---- STORED DATA

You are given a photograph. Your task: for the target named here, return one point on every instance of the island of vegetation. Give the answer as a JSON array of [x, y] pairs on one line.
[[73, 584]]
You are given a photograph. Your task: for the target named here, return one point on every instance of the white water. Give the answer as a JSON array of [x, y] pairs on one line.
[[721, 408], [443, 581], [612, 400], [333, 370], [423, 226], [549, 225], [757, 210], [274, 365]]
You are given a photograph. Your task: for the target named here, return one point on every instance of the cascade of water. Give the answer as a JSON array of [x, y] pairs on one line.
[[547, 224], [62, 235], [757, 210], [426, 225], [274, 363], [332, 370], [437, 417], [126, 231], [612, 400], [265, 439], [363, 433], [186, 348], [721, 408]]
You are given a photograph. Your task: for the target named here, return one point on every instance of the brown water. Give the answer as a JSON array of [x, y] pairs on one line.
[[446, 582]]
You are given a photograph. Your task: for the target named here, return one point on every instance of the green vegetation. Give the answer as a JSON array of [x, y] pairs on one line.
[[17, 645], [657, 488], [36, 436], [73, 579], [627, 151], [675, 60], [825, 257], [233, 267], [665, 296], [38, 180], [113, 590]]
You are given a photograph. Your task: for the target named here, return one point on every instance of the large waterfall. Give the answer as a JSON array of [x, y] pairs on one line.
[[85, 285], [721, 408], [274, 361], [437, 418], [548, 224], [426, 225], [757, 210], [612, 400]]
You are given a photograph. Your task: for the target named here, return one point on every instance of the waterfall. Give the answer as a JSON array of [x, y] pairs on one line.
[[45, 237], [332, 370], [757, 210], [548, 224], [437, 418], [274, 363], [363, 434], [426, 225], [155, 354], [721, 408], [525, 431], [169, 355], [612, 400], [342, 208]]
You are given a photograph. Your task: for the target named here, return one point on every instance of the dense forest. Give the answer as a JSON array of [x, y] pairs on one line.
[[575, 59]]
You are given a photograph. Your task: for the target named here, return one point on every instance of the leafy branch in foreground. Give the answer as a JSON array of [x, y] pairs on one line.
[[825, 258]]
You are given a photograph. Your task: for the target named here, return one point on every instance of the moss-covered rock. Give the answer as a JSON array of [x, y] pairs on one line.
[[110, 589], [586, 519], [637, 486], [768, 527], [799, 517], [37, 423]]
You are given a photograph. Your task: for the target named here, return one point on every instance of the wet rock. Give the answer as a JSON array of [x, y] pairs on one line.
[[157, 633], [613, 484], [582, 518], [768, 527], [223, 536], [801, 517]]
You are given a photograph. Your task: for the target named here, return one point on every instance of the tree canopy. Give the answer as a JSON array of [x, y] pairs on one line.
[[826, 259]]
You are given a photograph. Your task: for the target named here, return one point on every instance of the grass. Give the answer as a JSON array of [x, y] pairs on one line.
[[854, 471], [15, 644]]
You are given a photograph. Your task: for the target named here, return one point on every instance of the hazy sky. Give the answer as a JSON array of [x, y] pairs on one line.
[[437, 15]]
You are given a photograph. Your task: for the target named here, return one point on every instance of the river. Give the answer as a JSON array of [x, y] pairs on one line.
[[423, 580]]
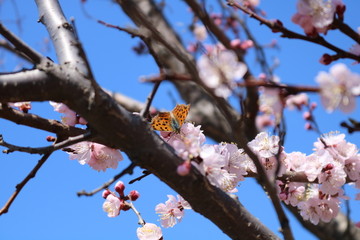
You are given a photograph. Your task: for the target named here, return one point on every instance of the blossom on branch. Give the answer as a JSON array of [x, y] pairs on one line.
[[149, 232], [315, 16], [219, 70], [172, 211], [98, 156], [338, 88], [70, 117]]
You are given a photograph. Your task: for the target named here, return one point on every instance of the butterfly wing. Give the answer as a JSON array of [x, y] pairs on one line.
[[180, 113], [162, 122]]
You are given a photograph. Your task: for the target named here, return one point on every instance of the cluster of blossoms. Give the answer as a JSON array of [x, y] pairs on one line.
[[339, 88], [316, 16], [114, 203], [22, 106], [272, 103], [172, 211], [333, 162], [219, 70], [327, 169], [98, 156]]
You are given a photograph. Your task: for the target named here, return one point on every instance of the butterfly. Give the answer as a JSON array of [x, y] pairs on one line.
[[171, 121]]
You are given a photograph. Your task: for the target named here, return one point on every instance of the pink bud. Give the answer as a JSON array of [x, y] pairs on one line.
[[124, 206], [120, 187], [50, 139], [308, 126], [282, 196], [340, 10], [313, 105], [307, 115], [106, 193], [357, 224], [133, 195], [326, 59], [184, 168]]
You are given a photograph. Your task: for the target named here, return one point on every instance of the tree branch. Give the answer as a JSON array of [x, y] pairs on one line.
[[32, 54], [20, 186]]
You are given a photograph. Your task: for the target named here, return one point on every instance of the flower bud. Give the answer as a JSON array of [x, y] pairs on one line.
[[184, 168], [326, 59], [119, 188], [133, 195], [106, 193]]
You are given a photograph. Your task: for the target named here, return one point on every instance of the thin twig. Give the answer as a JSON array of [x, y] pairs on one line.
[[276, 26], [128, 170], [43, 150], [20, 186], [20, 45], [35, 121]]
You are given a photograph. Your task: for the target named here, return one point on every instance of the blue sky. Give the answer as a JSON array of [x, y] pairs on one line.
[[48, 207]]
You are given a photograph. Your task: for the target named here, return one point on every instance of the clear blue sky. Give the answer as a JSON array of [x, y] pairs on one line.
[[48, 207]]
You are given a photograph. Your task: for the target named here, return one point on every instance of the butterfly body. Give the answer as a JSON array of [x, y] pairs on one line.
[[171, 121]]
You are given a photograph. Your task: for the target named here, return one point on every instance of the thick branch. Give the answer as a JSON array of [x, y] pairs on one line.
[[62, 35], [33, 55], [27, 85], [34, 121]]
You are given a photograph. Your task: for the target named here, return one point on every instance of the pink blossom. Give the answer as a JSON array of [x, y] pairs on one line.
[[352, 168], [314, 16], [236, 163], [332, 177], [309, 210], [295, 161], [70, 117], [270, 103], [336, 145], [265, 146], [149, 232], [338, 88], [264, 120], [188, 142], [22, 106], [98, 156], [355, 49], [297, 101], [291, 193], [313, 166], [112, 205], [200, 32], [219, 70], [172, 211], [213, 165]]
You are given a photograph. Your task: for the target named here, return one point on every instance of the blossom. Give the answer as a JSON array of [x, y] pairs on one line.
[[187, 143], [297, 101], [332, 177], [315, 16], [338, 88], [112, 205], [219, 69], [295, 161], [172, 211], [291, 193], [271, 103], [22, 106], [265, 146], [336, 145], [70, 117], [200, 32], [98, 156], [149, 232], [213, 165]]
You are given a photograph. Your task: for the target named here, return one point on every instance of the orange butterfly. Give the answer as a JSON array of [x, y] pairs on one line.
[[171, 121]]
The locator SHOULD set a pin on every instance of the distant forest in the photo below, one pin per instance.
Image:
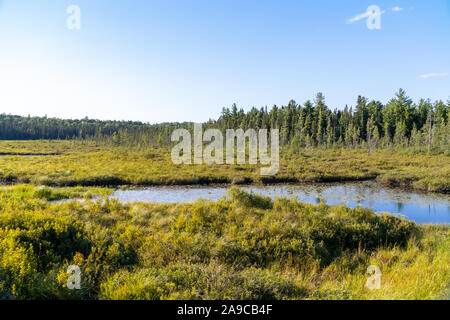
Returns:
(400, 122)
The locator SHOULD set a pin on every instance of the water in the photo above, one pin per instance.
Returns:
(421, 208)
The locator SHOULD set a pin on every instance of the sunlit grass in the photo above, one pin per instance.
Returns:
(84, 163)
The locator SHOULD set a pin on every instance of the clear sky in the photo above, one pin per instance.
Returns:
(158, 61)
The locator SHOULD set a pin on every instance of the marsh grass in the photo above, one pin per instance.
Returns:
(78, 163)
(241, 247)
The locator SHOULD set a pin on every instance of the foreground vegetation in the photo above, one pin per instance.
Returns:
(241, 247)
(71, 163)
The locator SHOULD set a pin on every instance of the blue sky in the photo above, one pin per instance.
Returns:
(158, 61)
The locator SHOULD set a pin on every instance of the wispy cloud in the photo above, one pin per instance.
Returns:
(362, 16)
(433, 75)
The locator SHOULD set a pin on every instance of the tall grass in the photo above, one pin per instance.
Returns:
(241, 247)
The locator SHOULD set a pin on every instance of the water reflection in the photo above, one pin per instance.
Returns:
(422, 208)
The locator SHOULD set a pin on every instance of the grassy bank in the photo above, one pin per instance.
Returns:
(241, 247)
(71, 163)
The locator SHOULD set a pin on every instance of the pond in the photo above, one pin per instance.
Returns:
(419, 207)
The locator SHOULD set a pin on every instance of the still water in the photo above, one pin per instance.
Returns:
(419, 207)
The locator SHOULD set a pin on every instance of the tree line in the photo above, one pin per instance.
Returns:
(370, 124)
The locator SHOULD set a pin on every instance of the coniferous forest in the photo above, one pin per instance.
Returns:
(401, 122)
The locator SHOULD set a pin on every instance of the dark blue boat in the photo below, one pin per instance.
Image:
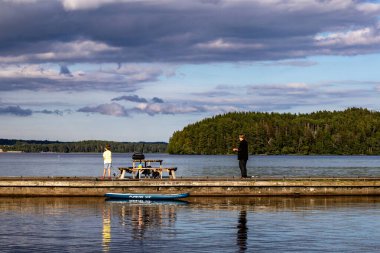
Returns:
(146, 196)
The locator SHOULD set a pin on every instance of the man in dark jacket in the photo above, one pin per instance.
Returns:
(242, 155)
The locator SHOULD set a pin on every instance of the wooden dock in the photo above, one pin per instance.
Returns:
(196, 186)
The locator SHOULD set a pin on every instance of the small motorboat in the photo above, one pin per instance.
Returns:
(146, 196)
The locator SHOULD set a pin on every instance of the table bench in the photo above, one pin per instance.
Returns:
(155, 172)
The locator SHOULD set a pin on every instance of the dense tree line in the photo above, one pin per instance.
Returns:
(353, 131)
(82, 146)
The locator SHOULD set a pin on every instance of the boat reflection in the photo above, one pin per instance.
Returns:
(242, 232)
(106, 233)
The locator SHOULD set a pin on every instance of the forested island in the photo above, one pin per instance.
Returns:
(81, 146)
(355, 131)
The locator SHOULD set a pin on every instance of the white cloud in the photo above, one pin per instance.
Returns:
(221, 44)
(364, 36)
(369, 7)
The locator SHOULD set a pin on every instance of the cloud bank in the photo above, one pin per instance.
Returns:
(199, 31)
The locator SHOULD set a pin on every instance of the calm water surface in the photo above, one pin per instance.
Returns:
(198, 225)
(344, 224)
(194, 165)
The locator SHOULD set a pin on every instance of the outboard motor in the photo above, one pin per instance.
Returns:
(138, 156)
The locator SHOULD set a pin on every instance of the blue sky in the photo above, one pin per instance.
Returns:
(138, 70)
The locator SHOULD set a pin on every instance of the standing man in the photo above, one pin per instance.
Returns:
(107, 157)
(242, 155)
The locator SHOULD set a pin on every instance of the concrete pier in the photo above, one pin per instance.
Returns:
(90, 186)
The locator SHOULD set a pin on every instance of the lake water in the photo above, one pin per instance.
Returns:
(240, 224)
(47, 164)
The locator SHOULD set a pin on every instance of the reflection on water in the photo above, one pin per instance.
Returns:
(244, 224)
(106, 229)
(143, 217)
(242, 231)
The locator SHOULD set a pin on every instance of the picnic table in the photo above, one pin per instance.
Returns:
(148, 168)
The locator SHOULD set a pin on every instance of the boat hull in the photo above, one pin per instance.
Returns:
(146, 196)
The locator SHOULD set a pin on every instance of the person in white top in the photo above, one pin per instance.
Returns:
(107, 157)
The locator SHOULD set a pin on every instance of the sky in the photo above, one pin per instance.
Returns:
(139, 70)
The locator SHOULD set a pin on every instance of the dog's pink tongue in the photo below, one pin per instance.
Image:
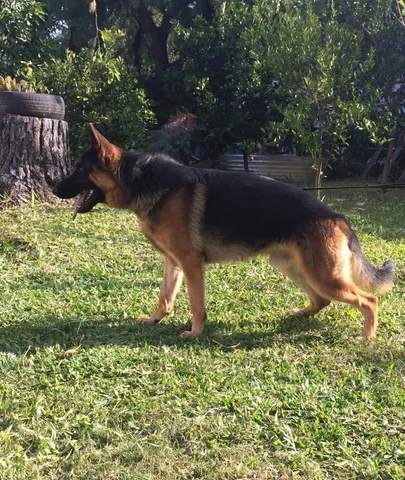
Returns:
(79, 203)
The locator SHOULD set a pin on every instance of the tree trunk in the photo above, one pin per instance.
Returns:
(318, 178)
(391, 158)
(34, 154)
(245, 160)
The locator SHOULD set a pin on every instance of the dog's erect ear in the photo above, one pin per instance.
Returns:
(107, 152)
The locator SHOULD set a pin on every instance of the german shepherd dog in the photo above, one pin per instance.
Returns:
(195, 217)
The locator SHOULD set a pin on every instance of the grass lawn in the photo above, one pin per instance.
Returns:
(88, 393)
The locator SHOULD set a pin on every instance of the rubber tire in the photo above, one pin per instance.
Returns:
(39, 105)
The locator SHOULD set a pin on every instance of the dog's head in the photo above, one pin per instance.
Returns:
(94, 175)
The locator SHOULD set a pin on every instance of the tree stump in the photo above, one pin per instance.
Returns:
(34, 154)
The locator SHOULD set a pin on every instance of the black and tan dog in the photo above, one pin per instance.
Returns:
(196, 216)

--------

:: EXERCISE ::
Look over the material above and show each line where "below" appears.

:: YOUR RESPONSE ::
The locator SHOULD set a pin on every instance of the distant forest in the photo below, one pin per instance.
The locator SHOULD set a pin on every instance of the dark blue boat in the photo below, one pin per instance.
The locator SHOULD set a pin on every instance of the dog's pink tongue in the photo below, one pin per instance.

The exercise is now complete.